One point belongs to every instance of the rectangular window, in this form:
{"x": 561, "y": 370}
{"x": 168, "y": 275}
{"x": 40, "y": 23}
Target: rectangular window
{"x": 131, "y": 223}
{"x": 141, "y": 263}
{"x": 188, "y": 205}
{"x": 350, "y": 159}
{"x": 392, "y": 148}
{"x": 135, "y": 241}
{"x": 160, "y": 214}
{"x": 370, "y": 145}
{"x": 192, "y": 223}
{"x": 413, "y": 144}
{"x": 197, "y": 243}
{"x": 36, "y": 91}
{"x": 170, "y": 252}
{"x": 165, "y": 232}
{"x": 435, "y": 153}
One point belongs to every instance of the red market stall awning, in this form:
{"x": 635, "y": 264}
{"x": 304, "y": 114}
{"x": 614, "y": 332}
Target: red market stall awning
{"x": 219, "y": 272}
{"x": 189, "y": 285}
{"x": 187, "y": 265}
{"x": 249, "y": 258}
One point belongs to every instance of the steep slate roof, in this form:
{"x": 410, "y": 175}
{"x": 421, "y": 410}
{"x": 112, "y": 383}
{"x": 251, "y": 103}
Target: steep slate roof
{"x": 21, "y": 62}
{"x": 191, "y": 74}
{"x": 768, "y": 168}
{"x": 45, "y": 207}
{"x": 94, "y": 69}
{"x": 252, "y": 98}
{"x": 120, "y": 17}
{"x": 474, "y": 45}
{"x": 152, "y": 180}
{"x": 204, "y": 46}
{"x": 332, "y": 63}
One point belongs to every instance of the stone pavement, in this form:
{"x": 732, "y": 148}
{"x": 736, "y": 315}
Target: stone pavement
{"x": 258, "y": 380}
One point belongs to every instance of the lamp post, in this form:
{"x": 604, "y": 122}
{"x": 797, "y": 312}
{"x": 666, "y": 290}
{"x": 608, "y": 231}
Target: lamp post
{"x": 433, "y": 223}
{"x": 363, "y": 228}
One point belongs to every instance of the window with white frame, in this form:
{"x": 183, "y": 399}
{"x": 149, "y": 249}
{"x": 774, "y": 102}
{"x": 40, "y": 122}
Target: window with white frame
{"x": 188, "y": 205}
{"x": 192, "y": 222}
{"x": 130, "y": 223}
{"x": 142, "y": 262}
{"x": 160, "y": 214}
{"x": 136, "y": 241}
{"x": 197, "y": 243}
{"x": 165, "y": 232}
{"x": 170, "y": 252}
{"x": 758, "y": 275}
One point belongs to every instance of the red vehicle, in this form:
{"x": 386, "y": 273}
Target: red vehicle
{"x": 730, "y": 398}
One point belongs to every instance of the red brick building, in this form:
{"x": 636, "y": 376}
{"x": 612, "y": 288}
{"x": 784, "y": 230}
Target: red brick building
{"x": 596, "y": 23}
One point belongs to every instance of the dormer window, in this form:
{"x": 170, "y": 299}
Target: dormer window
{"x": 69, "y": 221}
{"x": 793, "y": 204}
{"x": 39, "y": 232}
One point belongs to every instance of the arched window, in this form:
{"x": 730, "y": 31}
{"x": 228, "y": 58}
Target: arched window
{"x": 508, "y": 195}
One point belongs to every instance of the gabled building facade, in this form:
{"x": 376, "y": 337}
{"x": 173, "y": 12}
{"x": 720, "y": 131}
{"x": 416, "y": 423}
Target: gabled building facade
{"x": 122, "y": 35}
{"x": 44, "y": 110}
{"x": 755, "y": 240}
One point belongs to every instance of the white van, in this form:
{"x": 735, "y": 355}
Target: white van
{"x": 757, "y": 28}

──────────

Work to complete: The records above should all be quoted exactly, please.

Correct output:
One point belongs to every instance of the rectangular window, in this form:
{"x": 561, "y": 370}
{"x": 168, "y": 275}
{"x": 40, "y": 23}
Target: rectangular window
{"x": 131, "y": 223}
{"x": 141, "y": 263}
{"x": 188, "y": 205}
{"x": 350, "y": 159}
{"x": 392, "y": 148}
{"x": 135, "y": 241}
{"x": 160, "y": 214}
{"x": 370, "y": 145}
{"x": 192, "y": 223}
{"x": 413, "y": 144}
{"x": 197, "y": 243}
{"x": 36, "y": 91}
{"x": 170, "y": 252}
{"x": 165, "y": 232}
{"x": 435, "y": 153}
One point belongs to every instance of the red market stall awning, in this form:
{"x": 635, "y": 264}
{"x": 304, "y": 114}
{"x": 614, "y": 332}
Target: red market stall awning
{"x": 219, "y": 272}
{"x": 189, "y": 285}
{"x": 187, "y": 265}
{"x": 249, "y": 258}
One point belongs to every instance of the steep slate roof, in this form:
{"x": 410, "y": 175}
{"x": 421, "y": 410}
{"x": 112, "y": 383}
{"x": 251, "y": 103}
Target: steep slate roof
{"x": 21, "y": 62}
{"x": 191, "y": 74}
{"x": 768, "y": 168}
{"x": 45, "y": 207}
{"x": 94, "y": 69}
{"x": 252, "y": 98}
{"x": 120, "y": 17}
{"x": 474, "y": 45}
{"x": 152, "y": 180}
{"x": 204, "y": 46}
{"x": 332, "y": 63}
One point belongs to every instance of the stone pavement, in this form:
{"x": 732, "y": 148}
{"x": 736, "y": 315}
Target: stone pavement
{"x": 258, "y": 380}
One point belongs to every instance of the lamp post, in this form:
{"x": 604, "y": 122}
{"x": 797, "y": 312}
{"x": 666, "y": 290}
{"x": 608, "y": 231}
Target: lamp post
{"x": 433, "y": 223}
{"x": 363, "y": 228}
One point belongs to every instance of the window with white frame, in this form:
{"x": 183, "y": 399}
{"x": 149, "y": 249}
{"x": 774, "y": 102}
{"x": 40, "y": 122}
Target: window with white frame
{"x": 188, "y": 205}
{"x": 192, "y": 222}
{"x": 130, "y": 223}
{"x": 142, "y": 262}
{"x": 160, "y": 214}
{"x": 136, "y": 241}
{"x": 197, "y": 243}
{"x": 165, "y": 232}
{"x": 170, "y": 252}
{"x": 758, "y": 275}
One point belongs to every instance of the red vehicle, in this form:
{"x": 386, "y": 273}
Target: red vehicle
{"x": 730, "y": 398}
One point belongs to every instance of the red brick building, in this form:
{"x": 636, "y": 376}
{"x": 612, "y": 288}
{"x": 784, "y": 230}
Target: red brick building
{"x": 596, "y": 23}
One point belongs to every instance of the dormer window, in this form:
{"x": 170, "y": 299}
Target: dormer window
{"x": 69, "y": 221}
{"x": 793, "y": 204}
{"x": 39, "y": 232}
One point belongs to every instance of the arched window, in this form:
{"x": 730, "y": 31}
{"x": 228, "y": 58}
Target: arched window
{"x": 508, "y": 195}
One point belongs to every instance of the gabled building facade, in this form:
{"x": 376, "y": 337}
{"x": 173, "y": 12}
{"x": 720, "y": 131}
{"x": 416, "y": 423}
Target: gabled building facade
{"x": 122, "y": 35}
{"x": 44, "y": 110}
{"x": 755, "y": 240}
One point belongs to every instance of the white van, in this form:
{"x": 735, "y": 355}
Target: white van
{"x": 757, "y": 28}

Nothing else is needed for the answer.